— TASK TO COMPLETE —
Answer these from the article below on 2022 investment losses and taxes:
1. By about how much was the S&P 500 down for 2022?
2. What share of stock mutual funds made capital gains distributions last year?
3. How are most bond dividends taxed?

— SOURCE PASSAGE —
2022 was a tough year for investors. The S&P 500 was down almost 20% for the year while the bond market in the United States was down 13%, making it one of the worst years ever for bond investors. In fact, it was only the 3rd time that the stock market and the bond markets experienced negative returns in the same year. You’ll notice the title of this article is the Double Whammy. The negative returns are the first part of the whammy.
Adding Insult to Injury
Now it’s tax season. While the markets have recovered a bit since the end of 2022, you have been receiving your 1099s on your investment accounts. If you have taxable investments, you might be in for an unpleasant surprise. Even though your investments “lost” money in 2022, you might have to pay taxes on your investment accounts even though you lost money. Why would that happen? Here are a couple of explanations.
If you owned mutual funds, more than two-thirds of stock mutual funds made capital gains distributions last year. And even if you have your capital gains reinvested to buy more shares of the mutual fund, it is still a taxable event. In addition to this, when stock mutual funds pay dividends, those too can be taxable distributions thus, another taxable event.
If you own a bond mutual fund, similar things can happen. Most bond dividends are taxed as ordinary income and generate a tax bill. If your fund manager had to sell some of the holdings to satisfy redemption requests from other shareholders this could become a taxable event as well.

— RECORDED INFORMATION —
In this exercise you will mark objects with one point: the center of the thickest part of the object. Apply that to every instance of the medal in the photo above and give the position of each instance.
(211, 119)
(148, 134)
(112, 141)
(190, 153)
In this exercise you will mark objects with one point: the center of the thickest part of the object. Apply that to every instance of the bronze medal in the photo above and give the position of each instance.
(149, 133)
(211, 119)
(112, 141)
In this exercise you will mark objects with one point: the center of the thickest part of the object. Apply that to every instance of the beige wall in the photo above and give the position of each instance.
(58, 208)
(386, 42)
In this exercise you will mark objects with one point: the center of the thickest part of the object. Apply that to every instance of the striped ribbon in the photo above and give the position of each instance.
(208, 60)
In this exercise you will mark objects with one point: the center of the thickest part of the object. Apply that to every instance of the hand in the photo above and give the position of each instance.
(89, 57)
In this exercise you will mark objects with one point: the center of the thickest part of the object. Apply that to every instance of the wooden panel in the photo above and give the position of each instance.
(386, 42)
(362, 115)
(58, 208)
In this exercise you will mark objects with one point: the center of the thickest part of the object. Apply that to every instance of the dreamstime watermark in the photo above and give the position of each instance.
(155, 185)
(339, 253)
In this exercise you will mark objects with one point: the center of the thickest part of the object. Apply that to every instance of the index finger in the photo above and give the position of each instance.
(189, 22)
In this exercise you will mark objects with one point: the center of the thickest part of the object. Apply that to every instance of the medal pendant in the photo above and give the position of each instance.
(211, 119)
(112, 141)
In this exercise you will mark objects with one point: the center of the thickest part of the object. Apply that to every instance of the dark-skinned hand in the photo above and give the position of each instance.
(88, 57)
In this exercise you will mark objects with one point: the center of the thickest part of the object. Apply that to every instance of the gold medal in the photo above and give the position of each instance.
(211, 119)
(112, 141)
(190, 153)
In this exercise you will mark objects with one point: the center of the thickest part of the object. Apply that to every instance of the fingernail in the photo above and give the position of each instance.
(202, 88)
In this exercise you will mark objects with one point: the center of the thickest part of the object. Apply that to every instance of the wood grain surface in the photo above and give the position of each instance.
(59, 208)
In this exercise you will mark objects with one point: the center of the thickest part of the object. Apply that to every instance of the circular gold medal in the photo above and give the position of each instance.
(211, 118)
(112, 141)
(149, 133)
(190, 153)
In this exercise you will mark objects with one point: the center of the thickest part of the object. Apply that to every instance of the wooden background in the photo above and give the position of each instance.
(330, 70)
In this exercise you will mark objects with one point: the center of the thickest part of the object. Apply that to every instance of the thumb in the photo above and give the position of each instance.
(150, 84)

* * *

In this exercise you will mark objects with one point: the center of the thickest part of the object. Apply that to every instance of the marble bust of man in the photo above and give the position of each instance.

— WRITTEN SOLUTION —
1. Almost 20%.
2. More than two-thirds.
3. As ordinary income.